» FRAGMENTO PARA LEER:

::::

“Seremos como el Che”, dicen, todavía, los niños cubanos al recibir su pañuelo de pioneros en el patio de una escuela. Son los restos de un naufragio que el mar ha dejado en la playa. El naufragio de un intento que recorrió el mundo desde aquel primer cañonazo del crucero Aurora en el Petrogrado de 1917. El intento ya no de crear un nuevo sistema político o una sociedad de nuevo tipo, sino el hercúleo –y herético– intento de crear un hombre nuevo: altruista y forjado como el acero para construir y sostener un mundo más justo. Un intento que revelaría su imposibilidad y daría lugar a su parodia: el “Homo sovieticus”, indiferente y apegado a la ley del menor esfuerzo.
Ahora que el principal impulsor de la utopía de un humano de nuevo tipo, León Trotsky, yace en una tumba mexicana después de que un agente de Stalin le partiera el cráneo con una piqueta de alpinista; ahora que el escritor disidente que acuñó la parodia, Aleksandr Zinóviev, al ver en qué se había convertido su país tras la caída de la Unión Soviética (Urss) pasó los últimos años de su vida en luna de miel con el neocomunismo, volviéndose un activista contra la occidentalización del abatido gigante; ahora entonces, a semanas del cuarto de siglo de la caída del muro de Berlín, ¿qué ha quedado de ese hombre nuevo y su parodia?

::::

» ENTRADAS MOSTRADAS:

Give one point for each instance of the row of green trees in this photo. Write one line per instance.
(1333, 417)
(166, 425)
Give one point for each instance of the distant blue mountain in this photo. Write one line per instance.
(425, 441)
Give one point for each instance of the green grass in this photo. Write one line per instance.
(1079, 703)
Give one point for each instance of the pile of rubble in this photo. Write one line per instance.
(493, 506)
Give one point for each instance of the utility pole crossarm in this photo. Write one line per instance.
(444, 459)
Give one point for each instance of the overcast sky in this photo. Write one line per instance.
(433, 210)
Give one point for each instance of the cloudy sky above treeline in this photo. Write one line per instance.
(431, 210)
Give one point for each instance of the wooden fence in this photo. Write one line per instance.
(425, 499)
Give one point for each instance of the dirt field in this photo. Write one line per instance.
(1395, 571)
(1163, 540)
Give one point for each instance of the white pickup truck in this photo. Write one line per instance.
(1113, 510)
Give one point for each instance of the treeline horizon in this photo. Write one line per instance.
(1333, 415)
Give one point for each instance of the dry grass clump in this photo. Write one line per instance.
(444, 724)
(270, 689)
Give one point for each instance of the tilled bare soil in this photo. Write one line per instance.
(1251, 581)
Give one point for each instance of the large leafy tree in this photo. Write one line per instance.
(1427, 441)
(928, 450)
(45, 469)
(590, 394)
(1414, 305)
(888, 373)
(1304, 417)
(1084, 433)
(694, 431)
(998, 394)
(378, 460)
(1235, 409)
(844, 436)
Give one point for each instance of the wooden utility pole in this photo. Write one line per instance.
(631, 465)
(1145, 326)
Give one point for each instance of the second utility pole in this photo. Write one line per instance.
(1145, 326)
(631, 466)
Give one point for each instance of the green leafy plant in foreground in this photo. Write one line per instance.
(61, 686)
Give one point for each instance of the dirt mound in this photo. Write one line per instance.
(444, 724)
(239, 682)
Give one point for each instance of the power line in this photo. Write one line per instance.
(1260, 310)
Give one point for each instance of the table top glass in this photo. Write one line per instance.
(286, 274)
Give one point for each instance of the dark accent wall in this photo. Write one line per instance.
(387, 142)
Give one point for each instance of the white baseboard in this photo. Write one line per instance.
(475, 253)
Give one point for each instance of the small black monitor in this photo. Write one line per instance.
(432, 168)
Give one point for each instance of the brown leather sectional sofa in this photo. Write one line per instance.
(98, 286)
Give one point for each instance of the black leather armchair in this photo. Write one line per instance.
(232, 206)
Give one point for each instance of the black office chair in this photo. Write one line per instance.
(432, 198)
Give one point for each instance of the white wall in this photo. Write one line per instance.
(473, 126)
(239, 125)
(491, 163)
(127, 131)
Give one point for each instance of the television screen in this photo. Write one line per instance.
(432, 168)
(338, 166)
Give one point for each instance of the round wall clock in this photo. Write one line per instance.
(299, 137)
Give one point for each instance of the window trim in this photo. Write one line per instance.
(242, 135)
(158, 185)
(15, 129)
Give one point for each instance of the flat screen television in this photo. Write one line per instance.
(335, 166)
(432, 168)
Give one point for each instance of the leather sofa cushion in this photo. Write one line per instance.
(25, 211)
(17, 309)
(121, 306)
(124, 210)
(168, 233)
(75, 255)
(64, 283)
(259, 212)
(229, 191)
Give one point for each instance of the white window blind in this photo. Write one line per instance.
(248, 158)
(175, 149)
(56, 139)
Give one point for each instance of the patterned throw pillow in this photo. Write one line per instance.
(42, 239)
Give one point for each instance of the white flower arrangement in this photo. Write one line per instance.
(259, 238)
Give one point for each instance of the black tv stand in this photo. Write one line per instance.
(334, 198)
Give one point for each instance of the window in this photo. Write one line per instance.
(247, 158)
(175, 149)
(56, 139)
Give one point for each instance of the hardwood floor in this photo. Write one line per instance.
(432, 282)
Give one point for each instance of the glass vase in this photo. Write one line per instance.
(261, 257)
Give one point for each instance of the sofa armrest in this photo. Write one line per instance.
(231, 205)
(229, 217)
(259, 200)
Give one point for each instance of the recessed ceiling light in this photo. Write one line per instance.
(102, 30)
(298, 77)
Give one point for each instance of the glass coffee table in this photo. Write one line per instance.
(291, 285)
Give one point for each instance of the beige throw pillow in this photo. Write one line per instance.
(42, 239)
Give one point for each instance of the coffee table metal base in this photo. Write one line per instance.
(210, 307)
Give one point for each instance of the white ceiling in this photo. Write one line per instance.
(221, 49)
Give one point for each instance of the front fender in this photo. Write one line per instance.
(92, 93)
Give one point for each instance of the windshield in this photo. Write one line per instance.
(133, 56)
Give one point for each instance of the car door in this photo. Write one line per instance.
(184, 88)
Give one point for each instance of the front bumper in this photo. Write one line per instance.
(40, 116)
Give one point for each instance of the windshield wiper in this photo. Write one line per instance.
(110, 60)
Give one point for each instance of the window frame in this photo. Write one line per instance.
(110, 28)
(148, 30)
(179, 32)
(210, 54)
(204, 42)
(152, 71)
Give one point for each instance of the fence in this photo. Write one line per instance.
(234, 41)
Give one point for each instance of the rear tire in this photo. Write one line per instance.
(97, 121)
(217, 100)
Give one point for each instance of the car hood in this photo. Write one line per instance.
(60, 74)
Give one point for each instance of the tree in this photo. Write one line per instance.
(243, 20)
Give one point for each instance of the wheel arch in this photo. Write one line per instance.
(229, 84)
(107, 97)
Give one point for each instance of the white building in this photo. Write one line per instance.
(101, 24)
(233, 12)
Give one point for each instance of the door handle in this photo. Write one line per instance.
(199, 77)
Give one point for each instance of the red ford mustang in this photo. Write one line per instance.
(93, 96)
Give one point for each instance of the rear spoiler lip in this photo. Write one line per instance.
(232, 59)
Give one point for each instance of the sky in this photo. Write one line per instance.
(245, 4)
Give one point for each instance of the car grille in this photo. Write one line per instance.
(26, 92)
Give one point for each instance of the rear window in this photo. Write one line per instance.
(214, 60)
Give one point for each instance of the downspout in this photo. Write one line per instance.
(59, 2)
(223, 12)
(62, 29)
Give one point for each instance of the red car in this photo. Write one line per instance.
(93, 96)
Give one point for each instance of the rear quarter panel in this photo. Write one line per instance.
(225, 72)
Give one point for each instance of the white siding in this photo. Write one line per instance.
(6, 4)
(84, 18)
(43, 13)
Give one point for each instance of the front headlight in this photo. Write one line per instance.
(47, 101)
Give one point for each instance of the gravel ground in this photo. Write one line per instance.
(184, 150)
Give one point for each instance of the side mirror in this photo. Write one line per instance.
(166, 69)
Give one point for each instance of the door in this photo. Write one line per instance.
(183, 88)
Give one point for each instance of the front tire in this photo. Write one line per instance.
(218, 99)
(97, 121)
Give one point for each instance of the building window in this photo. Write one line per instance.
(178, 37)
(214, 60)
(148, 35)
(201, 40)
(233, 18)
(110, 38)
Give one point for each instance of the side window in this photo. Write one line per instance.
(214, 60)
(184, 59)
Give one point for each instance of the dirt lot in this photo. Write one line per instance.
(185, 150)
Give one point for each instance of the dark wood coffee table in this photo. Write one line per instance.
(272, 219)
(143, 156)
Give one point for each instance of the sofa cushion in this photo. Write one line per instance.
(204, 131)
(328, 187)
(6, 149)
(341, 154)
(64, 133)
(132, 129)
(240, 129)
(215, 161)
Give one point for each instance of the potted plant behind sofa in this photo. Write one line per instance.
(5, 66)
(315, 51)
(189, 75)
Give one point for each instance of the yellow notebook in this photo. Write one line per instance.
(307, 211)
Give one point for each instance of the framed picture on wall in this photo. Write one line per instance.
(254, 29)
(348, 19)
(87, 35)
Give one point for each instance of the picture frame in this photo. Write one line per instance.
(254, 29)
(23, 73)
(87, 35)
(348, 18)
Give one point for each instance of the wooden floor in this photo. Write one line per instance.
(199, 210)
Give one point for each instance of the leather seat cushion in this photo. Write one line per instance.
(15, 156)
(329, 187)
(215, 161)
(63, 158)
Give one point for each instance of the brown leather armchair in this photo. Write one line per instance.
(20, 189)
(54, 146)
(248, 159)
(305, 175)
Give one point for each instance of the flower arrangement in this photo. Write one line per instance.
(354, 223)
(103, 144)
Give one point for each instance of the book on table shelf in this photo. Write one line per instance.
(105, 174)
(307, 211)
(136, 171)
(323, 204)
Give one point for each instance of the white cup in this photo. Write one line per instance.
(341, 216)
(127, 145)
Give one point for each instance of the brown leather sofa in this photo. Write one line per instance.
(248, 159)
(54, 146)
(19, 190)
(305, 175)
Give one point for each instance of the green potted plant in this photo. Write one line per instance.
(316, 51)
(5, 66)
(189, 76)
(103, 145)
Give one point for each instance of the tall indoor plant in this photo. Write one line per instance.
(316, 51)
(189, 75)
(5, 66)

::::

» COMPLETA LO SIGUIENTE:
1. Responde estas preguntas sobre el texto del hombre nuevo:
(a) ¿Qué dicen los niños cubanos al recibir su pañuelo de pioneros?
(b) ¿Con qué objeto le partió el cráneo a León Trotsky un agente de Stalin?
(c) ¿Quién acuñó la parodia del "Homo sovieticus"?
2. Extrae sin cambios el pasaje del texto del hombre nuevo que empieza con "Ahora que el principal" y sigue hasta "y su parodia?".
3. Prolonga el texto del hombre nuevo a partir del punto en que termina.

» RESULTADOS POR TAREA:
1.
(a) "Seremos como el Che".
(b) Con una piqueta de alpinista.
(c) El escritor disidente Aleksandr Zinóviev.

2.
Ahora que el principal impulsor de la utopía de un humano de nuevo tipo, León Trotsky, yace en una tumba mexicana después de que un agente de Stalin le partiera el cráneo con una piqueta de alpinista; ahora que el escritor disidente que acuñó la parodia, Aleksandr Zinóviev, al ver en qué se había convertido su país tras la caída de la Unión Soviética (Urss) pasó los últimos años de su vida en luna de miel con el neocomunismo, volviéndose un activista contra la occidentalización del abatido gigante; ahora entonces, a semanas del cuarto de siglo de la caída del muro de Berlín, ¿qué ha quedado de ese hombre nuevo y su parodia?

3.
O de la mezcla de ambos, los verdaderos hombres y mujeres que crecieron en el corto siglo soviético.
Esa pregunta se la hizo la escritora bielorrusa Svetlana Alexievitch, y para contestarla realizó una investigación literaria con mucho de eso que en periodismo se conoce como “gran reportaje”. Tal vez la nueva aparición de su nombre entre los favoritos a ganar el Nobel de literatura motive a los editores de habla hispana a pagar por la traducción del libro resultante. Por ahora sólo disponemos de su versión en francés, La fin de l’homme rouge. Ou le temps du desenchantement (El fin del hombre rojo. O el tiempo del desencanto), traducción del título original en ruso que, de manera literal, sería “Tiempos second hand. El fin del hombre rojo”.
Mucho les dice ese “second hand” a los que vivían detrás de la cortina de hierro. La promesa del fin de los escaparates vacíos que todos esperaron con esperanza después de 1991 se transformó demasiado pronto en la realidad del consumo para unos pocos. La gran mayoría debió conformarse con la ropa usada de segunda mano, y las tiendas de second hand se reprodujeron como hongos en el antiguo campo socialista.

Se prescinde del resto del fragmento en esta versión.